= ENTRIES PROVIDED =

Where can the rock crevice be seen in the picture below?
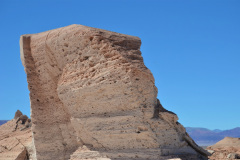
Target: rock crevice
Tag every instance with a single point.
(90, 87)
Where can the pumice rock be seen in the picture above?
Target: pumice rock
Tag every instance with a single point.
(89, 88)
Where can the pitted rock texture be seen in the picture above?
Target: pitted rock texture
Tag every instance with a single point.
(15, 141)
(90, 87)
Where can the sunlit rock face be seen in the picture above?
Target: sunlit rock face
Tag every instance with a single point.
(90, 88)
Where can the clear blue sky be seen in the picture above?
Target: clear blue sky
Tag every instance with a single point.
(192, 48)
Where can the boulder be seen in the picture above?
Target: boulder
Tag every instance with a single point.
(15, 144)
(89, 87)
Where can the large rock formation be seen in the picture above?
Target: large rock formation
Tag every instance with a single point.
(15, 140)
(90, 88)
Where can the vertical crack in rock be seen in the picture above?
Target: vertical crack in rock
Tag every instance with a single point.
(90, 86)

...

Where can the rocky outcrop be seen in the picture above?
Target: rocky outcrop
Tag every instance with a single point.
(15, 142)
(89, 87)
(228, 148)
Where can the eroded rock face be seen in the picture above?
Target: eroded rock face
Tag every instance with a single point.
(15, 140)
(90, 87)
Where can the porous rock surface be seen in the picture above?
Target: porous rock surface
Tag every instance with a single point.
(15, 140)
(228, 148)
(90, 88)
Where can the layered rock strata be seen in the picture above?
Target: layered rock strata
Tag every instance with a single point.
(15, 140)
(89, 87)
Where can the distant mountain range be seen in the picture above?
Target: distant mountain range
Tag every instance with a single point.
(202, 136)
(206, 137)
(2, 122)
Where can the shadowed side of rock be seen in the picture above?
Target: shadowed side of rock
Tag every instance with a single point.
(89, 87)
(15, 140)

* * *

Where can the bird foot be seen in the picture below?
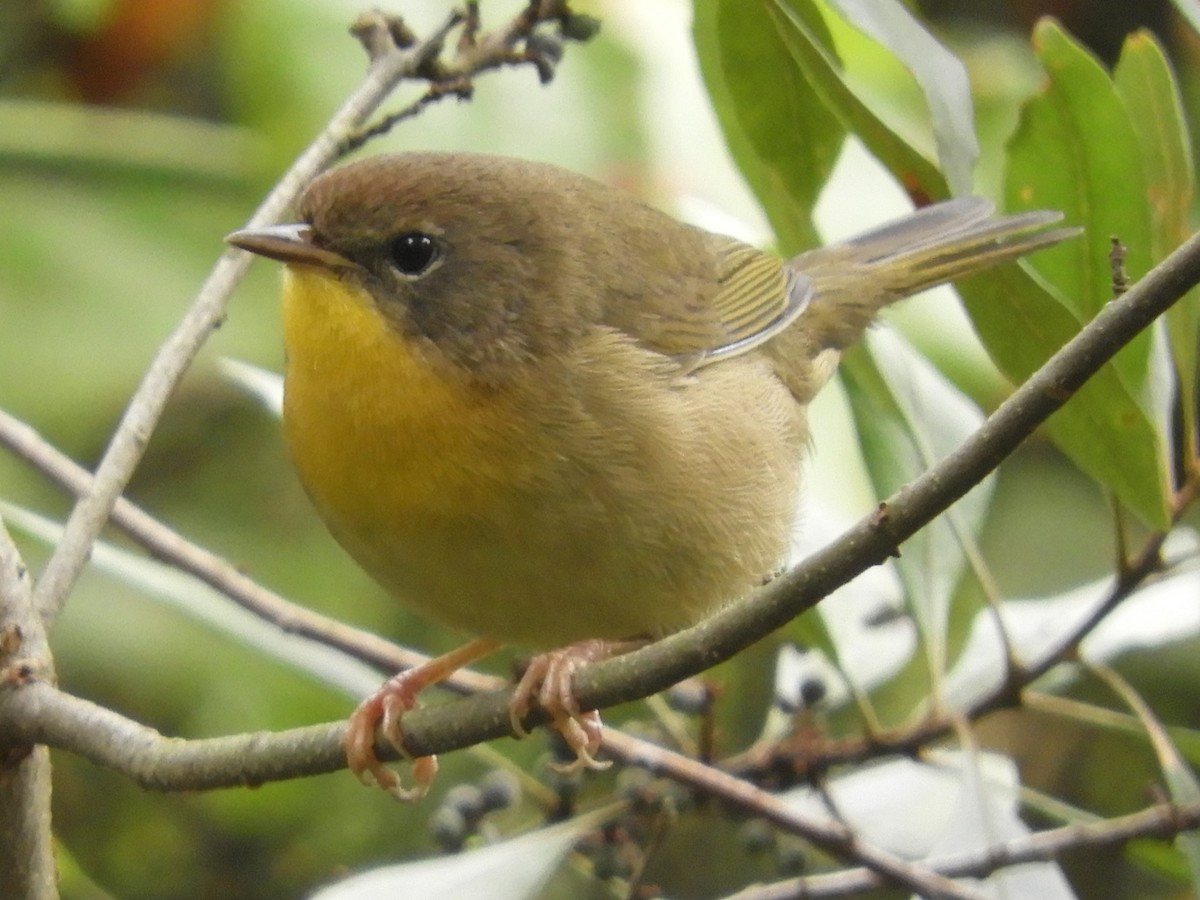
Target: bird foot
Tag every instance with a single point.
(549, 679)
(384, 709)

= THE TASK =
Show the lines above that have the word "vertical".

= RESULT =
Where can the vertical crack in rock be seen in the picture above?
Target: vertical crack in rock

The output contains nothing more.